— START Supplied entries —
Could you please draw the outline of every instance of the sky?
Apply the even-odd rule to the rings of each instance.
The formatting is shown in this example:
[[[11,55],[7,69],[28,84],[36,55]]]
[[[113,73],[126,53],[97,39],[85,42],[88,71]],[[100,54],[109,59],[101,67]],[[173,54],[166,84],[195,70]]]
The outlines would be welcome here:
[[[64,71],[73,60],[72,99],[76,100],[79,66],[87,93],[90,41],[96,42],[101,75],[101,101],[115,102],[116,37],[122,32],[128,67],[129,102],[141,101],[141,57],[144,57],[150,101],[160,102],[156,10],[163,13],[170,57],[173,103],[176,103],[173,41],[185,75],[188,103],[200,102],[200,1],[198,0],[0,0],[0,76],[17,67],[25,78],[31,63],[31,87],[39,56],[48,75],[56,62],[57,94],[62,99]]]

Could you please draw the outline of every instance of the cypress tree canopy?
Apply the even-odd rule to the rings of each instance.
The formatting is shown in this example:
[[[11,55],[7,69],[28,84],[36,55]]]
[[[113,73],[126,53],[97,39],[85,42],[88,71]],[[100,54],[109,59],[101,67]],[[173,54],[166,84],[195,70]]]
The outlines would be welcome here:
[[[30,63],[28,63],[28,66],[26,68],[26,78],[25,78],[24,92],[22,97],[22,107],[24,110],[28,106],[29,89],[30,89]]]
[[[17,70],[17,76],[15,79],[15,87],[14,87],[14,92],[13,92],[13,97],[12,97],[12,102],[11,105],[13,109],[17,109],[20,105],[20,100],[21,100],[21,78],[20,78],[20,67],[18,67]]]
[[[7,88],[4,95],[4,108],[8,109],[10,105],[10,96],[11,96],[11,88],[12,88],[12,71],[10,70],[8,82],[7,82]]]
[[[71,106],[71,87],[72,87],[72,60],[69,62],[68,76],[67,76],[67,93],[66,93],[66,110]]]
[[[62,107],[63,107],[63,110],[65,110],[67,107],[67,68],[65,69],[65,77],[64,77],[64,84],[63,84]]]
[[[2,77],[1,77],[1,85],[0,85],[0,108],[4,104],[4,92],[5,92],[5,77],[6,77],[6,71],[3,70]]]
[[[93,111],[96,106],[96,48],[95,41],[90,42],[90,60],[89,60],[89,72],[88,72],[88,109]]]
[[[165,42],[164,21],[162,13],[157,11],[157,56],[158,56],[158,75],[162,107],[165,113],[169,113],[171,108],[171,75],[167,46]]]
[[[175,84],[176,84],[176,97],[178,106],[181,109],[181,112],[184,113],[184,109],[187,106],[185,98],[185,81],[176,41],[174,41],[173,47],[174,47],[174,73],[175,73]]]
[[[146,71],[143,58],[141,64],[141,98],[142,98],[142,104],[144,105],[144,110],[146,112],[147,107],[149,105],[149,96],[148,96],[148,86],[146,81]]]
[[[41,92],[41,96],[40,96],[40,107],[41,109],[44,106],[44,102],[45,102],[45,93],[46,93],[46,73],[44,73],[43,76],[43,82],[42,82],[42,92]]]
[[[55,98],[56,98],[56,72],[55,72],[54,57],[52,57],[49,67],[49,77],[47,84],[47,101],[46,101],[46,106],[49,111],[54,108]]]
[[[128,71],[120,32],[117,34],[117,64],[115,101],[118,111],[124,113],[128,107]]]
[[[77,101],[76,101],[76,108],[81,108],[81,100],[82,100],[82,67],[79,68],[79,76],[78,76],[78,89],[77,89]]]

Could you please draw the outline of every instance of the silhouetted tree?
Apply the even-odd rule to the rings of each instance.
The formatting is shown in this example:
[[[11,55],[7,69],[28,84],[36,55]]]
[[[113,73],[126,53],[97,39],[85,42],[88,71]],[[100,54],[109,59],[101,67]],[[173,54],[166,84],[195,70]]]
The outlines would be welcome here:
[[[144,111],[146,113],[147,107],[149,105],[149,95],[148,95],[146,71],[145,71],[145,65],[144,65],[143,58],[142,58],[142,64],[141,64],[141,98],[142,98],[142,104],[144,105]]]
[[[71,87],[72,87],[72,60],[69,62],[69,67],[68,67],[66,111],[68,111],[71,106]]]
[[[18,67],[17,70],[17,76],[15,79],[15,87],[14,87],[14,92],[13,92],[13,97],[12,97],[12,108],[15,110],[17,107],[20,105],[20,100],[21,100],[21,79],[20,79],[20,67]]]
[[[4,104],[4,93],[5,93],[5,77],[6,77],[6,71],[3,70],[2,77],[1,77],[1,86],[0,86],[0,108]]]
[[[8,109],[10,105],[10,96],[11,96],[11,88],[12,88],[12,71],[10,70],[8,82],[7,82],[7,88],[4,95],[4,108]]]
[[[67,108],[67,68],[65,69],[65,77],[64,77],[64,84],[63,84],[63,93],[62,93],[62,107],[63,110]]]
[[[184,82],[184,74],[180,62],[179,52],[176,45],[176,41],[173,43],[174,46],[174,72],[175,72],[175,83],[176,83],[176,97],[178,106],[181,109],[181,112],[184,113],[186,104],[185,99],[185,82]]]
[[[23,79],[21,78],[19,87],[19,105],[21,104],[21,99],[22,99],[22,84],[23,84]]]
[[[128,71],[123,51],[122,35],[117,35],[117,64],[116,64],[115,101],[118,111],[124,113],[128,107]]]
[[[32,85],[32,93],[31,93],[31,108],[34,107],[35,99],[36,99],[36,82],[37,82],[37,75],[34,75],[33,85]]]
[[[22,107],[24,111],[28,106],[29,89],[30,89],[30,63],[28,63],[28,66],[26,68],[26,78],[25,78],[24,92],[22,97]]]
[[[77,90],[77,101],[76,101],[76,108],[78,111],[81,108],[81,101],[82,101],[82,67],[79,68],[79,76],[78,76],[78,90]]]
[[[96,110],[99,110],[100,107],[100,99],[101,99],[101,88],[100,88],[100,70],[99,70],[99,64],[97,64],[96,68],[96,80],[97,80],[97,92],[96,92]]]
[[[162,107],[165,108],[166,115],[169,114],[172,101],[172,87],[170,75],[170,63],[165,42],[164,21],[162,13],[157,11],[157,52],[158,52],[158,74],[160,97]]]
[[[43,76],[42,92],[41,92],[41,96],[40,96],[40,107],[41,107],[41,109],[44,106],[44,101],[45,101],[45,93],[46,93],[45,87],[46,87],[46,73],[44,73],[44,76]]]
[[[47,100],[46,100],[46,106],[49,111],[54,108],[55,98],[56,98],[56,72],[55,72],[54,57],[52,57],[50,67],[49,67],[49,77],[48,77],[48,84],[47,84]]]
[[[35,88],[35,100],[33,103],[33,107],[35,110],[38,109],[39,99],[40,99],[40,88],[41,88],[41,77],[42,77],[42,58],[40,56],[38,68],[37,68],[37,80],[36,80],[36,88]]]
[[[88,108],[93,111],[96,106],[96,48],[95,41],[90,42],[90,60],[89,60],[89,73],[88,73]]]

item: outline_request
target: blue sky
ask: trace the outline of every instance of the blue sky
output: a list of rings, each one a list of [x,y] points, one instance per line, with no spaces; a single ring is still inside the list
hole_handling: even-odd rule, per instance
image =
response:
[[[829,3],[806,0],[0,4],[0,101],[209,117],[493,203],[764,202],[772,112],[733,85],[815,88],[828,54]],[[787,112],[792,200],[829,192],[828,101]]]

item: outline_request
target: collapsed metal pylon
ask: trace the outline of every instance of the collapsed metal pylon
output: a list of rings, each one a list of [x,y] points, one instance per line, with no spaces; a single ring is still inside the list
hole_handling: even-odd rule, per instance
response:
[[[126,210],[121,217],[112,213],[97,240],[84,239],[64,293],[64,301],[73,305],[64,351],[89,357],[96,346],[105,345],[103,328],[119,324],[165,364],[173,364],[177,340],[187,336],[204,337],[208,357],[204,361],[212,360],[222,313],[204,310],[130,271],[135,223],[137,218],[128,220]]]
— END Supplied entries —
What the task asks
Tally the lines in the data that contain the string "collapsed", matching case exactly. Reply with the number alone.

Answer
2